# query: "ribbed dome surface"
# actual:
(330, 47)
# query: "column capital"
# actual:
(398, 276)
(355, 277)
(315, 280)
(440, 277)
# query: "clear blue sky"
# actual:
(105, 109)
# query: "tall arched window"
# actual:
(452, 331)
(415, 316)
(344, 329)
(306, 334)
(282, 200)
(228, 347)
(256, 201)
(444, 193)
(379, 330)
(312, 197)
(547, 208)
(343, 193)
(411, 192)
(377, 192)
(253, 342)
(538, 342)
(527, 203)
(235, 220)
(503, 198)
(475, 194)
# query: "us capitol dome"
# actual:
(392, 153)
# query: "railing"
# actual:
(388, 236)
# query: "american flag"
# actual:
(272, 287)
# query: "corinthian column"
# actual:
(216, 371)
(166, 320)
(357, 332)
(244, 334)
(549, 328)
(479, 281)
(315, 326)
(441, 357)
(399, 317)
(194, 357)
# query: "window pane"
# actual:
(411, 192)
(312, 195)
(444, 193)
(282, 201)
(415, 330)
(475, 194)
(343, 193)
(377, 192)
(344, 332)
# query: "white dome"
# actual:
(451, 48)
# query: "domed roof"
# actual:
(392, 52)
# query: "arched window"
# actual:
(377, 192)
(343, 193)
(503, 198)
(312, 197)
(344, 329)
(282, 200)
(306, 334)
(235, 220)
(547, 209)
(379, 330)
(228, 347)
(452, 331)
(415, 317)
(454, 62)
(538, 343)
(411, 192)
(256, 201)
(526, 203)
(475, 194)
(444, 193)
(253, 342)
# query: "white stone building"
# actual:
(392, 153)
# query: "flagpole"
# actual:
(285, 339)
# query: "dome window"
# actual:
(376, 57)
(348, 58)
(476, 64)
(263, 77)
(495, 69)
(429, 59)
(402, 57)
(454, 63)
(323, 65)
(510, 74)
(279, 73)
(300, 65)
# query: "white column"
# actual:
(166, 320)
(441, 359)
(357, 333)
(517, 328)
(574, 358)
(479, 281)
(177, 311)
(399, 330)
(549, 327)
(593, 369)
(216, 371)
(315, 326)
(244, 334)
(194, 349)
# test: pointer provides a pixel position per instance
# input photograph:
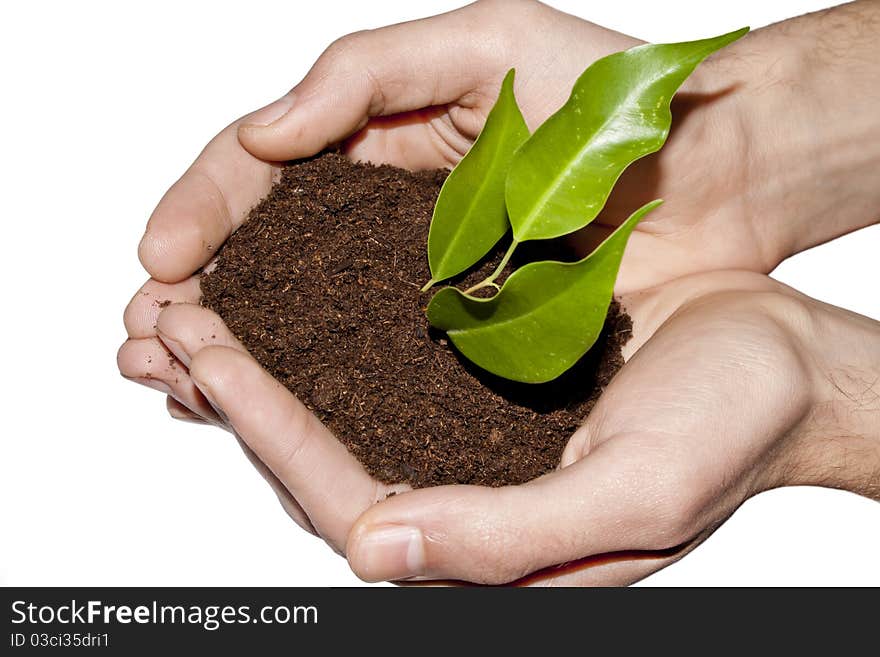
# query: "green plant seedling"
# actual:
(547, 315)
(618, 112)
(470, 215)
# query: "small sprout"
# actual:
(548, 314)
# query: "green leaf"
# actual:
(618, 112)
(470, 214)
(546, 316)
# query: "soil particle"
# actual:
(321, 284)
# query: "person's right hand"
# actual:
(733, 384)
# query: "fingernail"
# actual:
(389, 552)
(271, 113)
(207, 394)
(150, 382)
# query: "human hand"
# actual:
(734, 384)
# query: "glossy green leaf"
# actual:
(618, 112)
(470, 214)
(546, 316)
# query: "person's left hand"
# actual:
(732, 382)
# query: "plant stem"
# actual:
(490, 281)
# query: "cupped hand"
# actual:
(416, 95)
(732, 386)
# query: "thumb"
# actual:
(600, 504)
(379, 72)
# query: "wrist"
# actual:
(801, 99)
(838, 444)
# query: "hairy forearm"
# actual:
(807, 96)
(839, 444)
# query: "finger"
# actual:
(142, 312)
(180, 412)
(604, 503)
(318, 470)
(615, 569)
(186, 328)
(381, 72)
(149, 363)
(288, 503)
(203, 207)
(423, 139)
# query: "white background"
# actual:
(103, 106)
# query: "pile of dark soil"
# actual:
(321, 284)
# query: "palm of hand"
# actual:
(656, 467)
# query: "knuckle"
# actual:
(673, 509)
(345, 50)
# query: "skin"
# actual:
(771, 388)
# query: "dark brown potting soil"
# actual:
(321, 284)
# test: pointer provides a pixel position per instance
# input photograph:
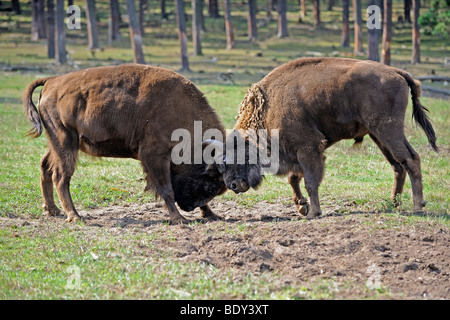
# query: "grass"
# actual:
(38, 265)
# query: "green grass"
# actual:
(35, 264)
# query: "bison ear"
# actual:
(214, 149)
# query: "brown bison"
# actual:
(127, 111)
(314, 103)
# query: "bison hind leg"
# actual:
(299, 200)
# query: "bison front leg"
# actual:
(157, 169)
(300, 202)
(311, 161)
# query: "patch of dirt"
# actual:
(360, 251)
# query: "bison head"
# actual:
(195, 185)
(240, 164)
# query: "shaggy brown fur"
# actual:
(127, 111)
(315, 102)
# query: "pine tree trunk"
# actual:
(92, 24)
(213, 9)
(282, 22)
(60, 36)
(135, 33)
(387, 33)
(345, 40)
(228, 25)
(316, 11)
(37, 20)
(251, 21)
(197, 27)
(373, 38)
(407, 10)
(358, 27)
(416, 32)
(50, 28)
(16, 6)
(182, 36)
(115, 21)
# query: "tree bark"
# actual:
(16, 6)
(282, 21)
(373, 38)
(213, 9)
(115, 20)
(228, 25)
(60, 36)
(38, 20)
(416, 32)
(92, 24)
(387, 33)
(135, 33)
(197, 27)
(345, 40)
(251, 21)
(316, 11)
(407, 10)
(358, 27)
(182, 36)
(50, 28)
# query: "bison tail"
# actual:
(31, 110)
(419, 111)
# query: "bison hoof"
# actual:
(178, 220)
(51, 211)
(73, 217)
(313, 215)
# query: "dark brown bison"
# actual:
(127, 111)
(314, 103)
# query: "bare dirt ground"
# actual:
(404, 258)
(410, 260)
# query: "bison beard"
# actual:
(315, 102)
(127, 111)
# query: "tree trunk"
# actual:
(142, 5)
(182, 36)
(135, 33)
(92, 24)
(357, 26)
(373, 36)
(197, 27)
(316, 11)
(416, 32)
(115, 21)
(60, 36)
(345, 40)
(16, 6)
(50, 28)
(228, 25)
(387, 33)
(37, 20)
(407, 10)
(303, 6)
(213, 9)
(282, 21)
(251, 21)
(163, 10)
(330, 5)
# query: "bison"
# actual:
(314, 103)
(127, 111)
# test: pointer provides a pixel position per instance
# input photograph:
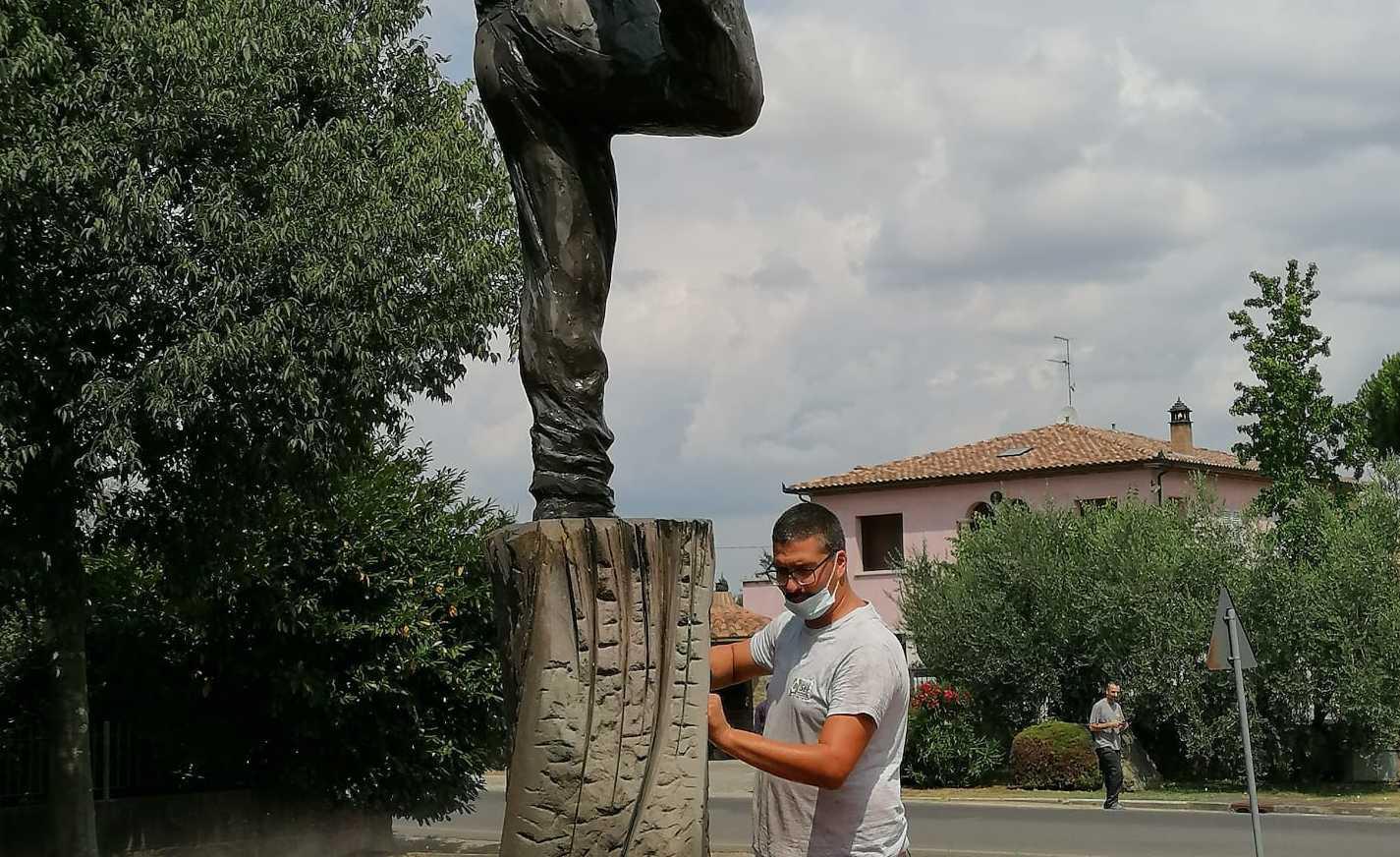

• SET TASK
Count the lines in the records above that contain the word "plant", and give only that number.

• RESULT FOR THIS EXERCISE
2